• [TASK OBJECTIVE]: Copy every line of the listing exactly.

• [ITEMS]:
◆ ◆ ◆ ◆ ◆
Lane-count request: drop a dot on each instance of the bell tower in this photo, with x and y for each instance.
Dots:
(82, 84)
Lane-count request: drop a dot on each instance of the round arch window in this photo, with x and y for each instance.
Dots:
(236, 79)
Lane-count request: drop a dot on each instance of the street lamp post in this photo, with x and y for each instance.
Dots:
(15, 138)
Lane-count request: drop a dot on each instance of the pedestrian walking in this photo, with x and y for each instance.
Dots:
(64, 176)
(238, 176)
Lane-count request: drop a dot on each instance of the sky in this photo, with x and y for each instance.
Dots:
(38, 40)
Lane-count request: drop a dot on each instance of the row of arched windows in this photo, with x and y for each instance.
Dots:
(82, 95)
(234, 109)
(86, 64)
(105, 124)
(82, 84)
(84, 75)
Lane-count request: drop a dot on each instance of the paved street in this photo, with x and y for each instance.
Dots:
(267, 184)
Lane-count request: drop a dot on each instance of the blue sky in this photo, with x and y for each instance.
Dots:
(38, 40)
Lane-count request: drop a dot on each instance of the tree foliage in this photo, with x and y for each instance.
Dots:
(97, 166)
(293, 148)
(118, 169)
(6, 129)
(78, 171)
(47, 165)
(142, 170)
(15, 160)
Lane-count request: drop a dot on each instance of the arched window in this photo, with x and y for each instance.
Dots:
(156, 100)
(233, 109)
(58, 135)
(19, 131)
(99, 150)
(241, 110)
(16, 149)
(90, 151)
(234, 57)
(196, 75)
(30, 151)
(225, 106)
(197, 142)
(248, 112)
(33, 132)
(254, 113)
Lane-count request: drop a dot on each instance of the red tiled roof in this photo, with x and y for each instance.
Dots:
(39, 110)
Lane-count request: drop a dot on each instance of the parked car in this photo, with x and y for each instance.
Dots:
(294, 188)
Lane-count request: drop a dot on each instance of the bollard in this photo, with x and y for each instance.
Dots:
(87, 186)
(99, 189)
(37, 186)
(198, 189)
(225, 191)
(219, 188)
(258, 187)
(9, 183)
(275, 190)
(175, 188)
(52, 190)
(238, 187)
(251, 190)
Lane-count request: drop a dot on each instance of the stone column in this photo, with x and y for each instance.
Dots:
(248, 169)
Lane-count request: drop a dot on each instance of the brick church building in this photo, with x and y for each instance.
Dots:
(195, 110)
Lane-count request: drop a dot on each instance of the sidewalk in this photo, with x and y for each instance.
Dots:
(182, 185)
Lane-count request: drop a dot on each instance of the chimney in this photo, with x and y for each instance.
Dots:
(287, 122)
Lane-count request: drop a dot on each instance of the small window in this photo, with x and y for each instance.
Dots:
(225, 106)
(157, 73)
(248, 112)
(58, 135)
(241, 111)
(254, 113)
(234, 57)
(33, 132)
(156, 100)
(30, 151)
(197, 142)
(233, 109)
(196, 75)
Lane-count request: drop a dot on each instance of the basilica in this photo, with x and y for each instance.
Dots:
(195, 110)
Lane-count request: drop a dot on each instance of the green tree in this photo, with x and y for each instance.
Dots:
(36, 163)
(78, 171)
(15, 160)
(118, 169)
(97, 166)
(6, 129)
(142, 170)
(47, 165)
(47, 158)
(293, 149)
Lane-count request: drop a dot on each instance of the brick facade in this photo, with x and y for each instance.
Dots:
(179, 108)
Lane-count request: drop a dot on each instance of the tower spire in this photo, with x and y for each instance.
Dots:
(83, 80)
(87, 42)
◆ ◆ ◆ ◆ ◆
• [WRITTEN REPLY]:
Lane-count request: drop a dot on each instance of the bell tower in this photo, with x and y for each instance.
Dots:
(82, 84)
Lane-count request: drop a dot on each instance of the round arch window in this photo, with x and y for each instance.
Dots:
(236, 79)
Lane-count request: drop a dot on each instance of the street lamp post in this photo, with x and y for each instance.
Dots:
(15, 138)
Lane-count request: drop a dot on each instance of the pedestrian walking in this photo, with x and y for each instance.
Dots:
(64, 176)
(238, 176)
Lane-count request: drop a dot on each instance of the sky in this photo, with x and y for each instance.
Dots:
(38, 40)
Lane-count request: drop a dot on each instance of the row of arched windows in this photo, with x and y for each instance.
Dots:
(82, 95)
(234, 109)
(86, 64)
(105, 124)
(82, 84)
(84, 75)
Lane-count request: drop a dot on each instance of the paved street in this photo, with x and y for each instance.
Dots:
(267, 184)
Lane-count request: drop a dot on each instance of the blue sky in this photo, with x and y for each instance.
Dots:
(38, 40)
Lane-count request: drop a dot on each instance of the tree foliage in this photo, with x and y for each instance.
Dots:
(97, 166)
(293, 148)
(118, 169)
(6, 129)
(78, 171)
(47, 165)
(142, 170)
(15, 160)
Lane-count request: drop a dot on each instance of the arched window in this photo, with x and y for each instance.
Dots:
(156, 100)
(233, 109)
(58, 135)
(19, 131)
(99, 150)
(241, 110)
(16, 149)
(90, 151)
(234, 57)
(196, 75)
(30, 151)
(225, 106)
(197, 142)
(248, 112)
(33, 132)
(254, 113)
Lane-count request: drop a dot on each instance of the red tiled roof in this photo, with x and y for each instance.
Dots:
(39, 110)
Lane-count request: drop a dot on each instance of the parked car in this photo, with x and y for each instance.
Dots:
(294, 188)
Lane-count request: drop a dot on each instance of the bollard in this photo, with x and y for each instance.
Dots:
(87, 186)
(99, 189)
(37, 186)
(198, 189)
(225, 191)
(219, 188)
(258, 187)
(9, 183)
(275, 190)
(175, 188)
(52, 190)
(238, 187)
(251, 190)
Lane-count request: drop a dot on each instance of the stone column in this photo, with x and y for each instance.
Dots:
(248, 169)
Lane-count request: drop a dot on each instance of the brick church building in this photo, with x and y for each instance.
Dots:
(195, 110)
Lane-count request: drop a dot on each instance of the sidewalk in this photo, with x and y for each instance.
Dots:
(182, 185)
Lane-count request: drop a dot on each instance of the chimney in this photo, with x and y for each instance.
Dots:
(287, 122)
Lane-count request: drop a dot on each instance of the small window in this photo, with x and y for each instance.
Dots:
(225, 106)
(157, 73)
(248, 112)
(58, 135)
(241, 111)
(254, 113)
(234, 57)
(33, 132)
(156, 100)
(30, 151)
(197, 142)
(233, 109)
(196, 75)
Lane-count request: drop a dot on each instance of the basilica in this photo, with x and y for each instance.
Dots:
(195, 110)
Lane-count request: drop a dot on each instance of the green tree in this photo, with x and y for each instance.
Dots:
(36, 163)
(78, 171)
(15, 160)
(118, 169)
(97, 166)
(6, 129)
(142, 170)
(47, 165)
(47, 158)
(293, 149)
Lane-count request: drop a dot on each instance of the brick facade in this photo, with x and y for each instance.
Dots:
(179, 108)
Lane-count request: drop a dot on each instance of the tower spire in this photo, with x and y for each instance.
Dots:
(83, 80)
(87, 42)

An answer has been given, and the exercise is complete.